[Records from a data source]
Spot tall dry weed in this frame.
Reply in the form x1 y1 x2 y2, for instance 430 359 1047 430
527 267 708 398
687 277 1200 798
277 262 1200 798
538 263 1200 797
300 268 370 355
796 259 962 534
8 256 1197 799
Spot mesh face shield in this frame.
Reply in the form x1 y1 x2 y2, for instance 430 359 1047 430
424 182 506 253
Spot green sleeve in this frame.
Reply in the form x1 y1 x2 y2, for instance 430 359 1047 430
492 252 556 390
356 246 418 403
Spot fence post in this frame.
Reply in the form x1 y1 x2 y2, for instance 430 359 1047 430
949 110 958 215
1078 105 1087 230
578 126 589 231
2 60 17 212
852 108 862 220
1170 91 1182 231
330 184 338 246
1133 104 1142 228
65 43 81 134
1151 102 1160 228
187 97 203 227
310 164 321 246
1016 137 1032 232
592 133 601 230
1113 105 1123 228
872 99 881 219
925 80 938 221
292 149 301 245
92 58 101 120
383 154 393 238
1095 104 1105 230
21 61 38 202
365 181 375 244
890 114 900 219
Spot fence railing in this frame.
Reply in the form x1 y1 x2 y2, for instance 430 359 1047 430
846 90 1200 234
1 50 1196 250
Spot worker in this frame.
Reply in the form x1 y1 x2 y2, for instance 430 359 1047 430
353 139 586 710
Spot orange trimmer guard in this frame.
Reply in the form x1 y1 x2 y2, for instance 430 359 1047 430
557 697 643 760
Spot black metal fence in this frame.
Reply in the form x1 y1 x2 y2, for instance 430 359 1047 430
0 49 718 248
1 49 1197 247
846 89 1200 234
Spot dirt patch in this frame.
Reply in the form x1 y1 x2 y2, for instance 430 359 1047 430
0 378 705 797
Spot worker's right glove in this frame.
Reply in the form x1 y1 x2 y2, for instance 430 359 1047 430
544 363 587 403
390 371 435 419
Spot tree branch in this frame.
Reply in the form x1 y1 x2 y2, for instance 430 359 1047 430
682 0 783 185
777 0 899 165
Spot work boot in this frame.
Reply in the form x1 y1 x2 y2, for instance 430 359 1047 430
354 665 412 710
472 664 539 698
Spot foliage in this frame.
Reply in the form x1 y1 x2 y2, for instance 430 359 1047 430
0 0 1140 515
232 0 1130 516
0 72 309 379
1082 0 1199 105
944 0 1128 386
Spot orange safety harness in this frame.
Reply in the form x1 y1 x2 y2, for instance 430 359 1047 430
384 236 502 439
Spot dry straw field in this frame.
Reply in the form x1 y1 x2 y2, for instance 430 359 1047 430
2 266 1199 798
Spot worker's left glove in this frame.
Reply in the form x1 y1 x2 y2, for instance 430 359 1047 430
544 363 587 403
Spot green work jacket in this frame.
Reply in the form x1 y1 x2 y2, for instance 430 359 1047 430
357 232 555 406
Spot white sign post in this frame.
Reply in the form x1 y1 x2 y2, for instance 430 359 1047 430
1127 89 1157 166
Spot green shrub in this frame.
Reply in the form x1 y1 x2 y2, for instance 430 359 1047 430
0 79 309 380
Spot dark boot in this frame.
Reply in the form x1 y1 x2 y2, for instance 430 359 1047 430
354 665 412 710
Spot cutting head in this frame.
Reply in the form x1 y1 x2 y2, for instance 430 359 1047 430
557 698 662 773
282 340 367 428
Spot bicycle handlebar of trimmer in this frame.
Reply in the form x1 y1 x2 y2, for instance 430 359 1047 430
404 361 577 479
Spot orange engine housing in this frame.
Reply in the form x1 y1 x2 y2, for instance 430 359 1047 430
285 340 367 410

* _PROBLEM REQUIREMENTS_
Only these are to be transcribed: the line with "Spot green work jacket in this frame." and every line after it through the last line of the entries, each exactly.

* _RESPONSE AREA_
Spot green work jacket in this frame.
Reply in the form x1 y1 x2 y2, for instance 430 359 1047 430
357 232 555 406
Spot white sign post in this frame.
Reply in the form x1 y1 x2 y2, for instance 430 359 1047 430
1127 89 1157 166
Spot green shrub in this frame.
Reply in the form x1 y1 x2 y2, for instance 430 359 1047 430
0 79 309 380
Spot dark boot in this frame.
Reply in the form x1 y1 x2 y2, for instance 430 359 1047 430
354 665 412 710
Spot cutting head in this frame.
Reply in the form x1 y1 x2 y2, for instance 430 359 1047 430
557 698 662 773
282 340 367 428
Spot bicycle handlebar of trimmer in this frame.
Reply in the form x1 y1 x2 y2, for instance 430 359 1047 430
404 361 577 479
Spot orange engine housing in this frame.
Reply in the form x1 y1 x2 y2, for instance 430 359 1047 430
285 340 367 410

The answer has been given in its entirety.